▶ Goal
Pull out every line of the listing below that contains the word "orange".

▶ Exercise materials
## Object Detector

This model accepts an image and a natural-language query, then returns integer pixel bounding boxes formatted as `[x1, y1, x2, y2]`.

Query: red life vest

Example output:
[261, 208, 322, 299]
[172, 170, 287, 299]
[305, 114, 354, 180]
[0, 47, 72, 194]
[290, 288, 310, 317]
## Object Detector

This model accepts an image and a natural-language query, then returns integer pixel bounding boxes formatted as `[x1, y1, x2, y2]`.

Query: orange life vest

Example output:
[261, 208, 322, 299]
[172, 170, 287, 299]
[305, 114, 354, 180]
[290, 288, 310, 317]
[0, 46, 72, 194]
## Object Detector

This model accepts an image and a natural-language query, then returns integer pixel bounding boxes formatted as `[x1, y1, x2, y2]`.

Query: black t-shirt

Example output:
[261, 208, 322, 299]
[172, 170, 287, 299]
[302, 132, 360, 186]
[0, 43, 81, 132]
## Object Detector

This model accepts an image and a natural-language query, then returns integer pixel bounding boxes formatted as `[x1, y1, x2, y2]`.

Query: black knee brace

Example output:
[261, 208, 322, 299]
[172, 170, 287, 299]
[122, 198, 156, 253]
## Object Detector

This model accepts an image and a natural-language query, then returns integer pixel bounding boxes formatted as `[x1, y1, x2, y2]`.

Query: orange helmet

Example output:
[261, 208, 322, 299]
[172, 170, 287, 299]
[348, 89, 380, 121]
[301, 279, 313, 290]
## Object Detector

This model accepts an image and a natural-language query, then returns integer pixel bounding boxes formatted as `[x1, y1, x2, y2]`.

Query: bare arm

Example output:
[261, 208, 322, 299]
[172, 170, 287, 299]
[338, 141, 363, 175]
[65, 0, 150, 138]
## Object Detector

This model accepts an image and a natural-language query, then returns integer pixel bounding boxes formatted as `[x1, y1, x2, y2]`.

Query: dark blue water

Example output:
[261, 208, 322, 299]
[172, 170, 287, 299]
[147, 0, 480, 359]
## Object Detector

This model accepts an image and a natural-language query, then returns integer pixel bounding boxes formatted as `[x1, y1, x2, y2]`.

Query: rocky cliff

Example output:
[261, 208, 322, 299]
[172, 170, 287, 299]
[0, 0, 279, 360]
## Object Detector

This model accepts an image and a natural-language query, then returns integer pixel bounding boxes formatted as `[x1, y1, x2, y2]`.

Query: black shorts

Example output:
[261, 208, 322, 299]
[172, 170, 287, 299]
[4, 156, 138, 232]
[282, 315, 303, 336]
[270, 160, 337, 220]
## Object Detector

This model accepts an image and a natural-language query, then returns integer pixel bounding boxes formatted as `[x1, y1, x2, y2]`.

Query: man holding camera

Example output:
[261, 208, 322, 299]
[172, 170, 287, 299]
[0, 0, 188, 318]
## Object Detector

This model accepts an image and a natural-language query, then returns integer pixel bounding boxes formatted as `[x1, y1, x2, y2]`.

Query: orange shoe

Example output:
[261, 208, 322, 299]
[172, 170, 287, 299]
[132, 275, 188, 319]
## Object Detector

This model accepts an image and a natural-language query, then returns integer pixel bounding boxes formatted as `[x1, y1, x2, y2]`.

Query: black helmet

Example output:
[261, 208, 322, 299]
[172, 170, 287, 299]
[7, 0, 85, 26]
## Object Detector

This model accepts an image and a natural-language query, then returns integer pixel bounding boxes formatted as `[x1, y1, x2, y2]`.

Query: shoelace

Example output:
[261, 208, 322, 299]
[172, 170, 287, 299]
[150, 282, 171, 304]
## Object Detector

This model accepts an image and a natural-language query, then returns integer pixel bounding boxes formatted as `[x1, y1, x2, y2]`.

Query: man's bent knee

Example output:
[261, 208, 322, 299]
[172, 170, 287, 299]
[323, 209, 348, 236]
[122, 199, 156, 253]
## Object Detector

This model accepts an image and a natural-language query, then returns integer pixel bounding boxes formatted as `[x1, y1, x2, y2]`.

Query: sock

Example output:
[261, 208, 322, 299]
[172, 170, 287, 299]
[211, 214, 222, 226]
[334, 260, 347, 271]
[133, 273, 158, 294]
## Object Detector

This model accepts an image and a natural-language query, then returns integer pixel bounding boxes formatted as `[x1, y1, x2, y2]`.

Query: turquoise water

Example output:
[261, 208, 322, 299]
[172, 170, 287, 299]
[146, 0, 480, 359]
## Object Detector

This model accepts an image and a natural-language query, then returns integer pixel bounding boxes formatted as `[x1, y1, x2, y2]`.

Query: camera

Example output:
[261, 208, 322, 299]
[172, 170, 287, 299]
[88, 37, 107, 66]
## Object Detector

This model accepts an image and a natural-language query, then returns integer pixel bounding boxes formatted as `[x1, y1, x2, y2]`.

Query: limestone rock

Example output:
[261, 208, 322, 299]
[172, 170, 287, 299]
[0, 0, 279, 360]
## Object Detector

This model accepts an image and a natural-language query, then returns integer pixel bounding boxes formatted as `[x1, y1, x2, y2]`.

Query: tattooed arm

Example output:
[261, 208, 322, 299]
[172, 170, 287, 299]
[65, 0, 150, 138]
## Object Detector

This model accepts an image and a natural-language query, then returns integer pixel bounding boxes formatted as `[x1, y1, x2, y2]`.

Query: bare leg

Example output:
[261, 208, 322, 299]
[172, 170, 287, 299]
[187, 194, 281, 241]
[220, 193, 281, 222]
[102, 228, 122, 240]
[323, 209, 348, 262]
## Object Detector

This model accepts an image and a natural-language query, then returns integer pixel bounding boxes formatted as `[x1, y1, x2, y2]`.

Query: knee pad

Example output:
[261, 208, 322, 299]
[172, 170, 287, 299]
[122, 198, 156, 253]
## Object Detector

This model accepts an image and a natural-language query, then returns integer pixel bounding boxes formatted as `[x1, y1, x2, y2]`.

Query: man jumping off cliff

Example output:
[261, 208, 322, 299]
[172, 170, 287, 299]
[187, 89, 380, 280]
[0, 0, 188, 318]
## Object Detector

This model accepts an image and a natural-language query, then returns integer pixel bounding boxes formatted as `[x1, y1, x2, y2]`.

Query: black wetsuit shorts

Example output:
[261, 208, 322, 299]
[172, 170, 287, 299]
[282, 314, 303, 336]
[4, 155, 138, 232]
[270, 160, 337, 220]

▶ Written response
Query: orange life vest
Query: orange helmet
Query: orange shoe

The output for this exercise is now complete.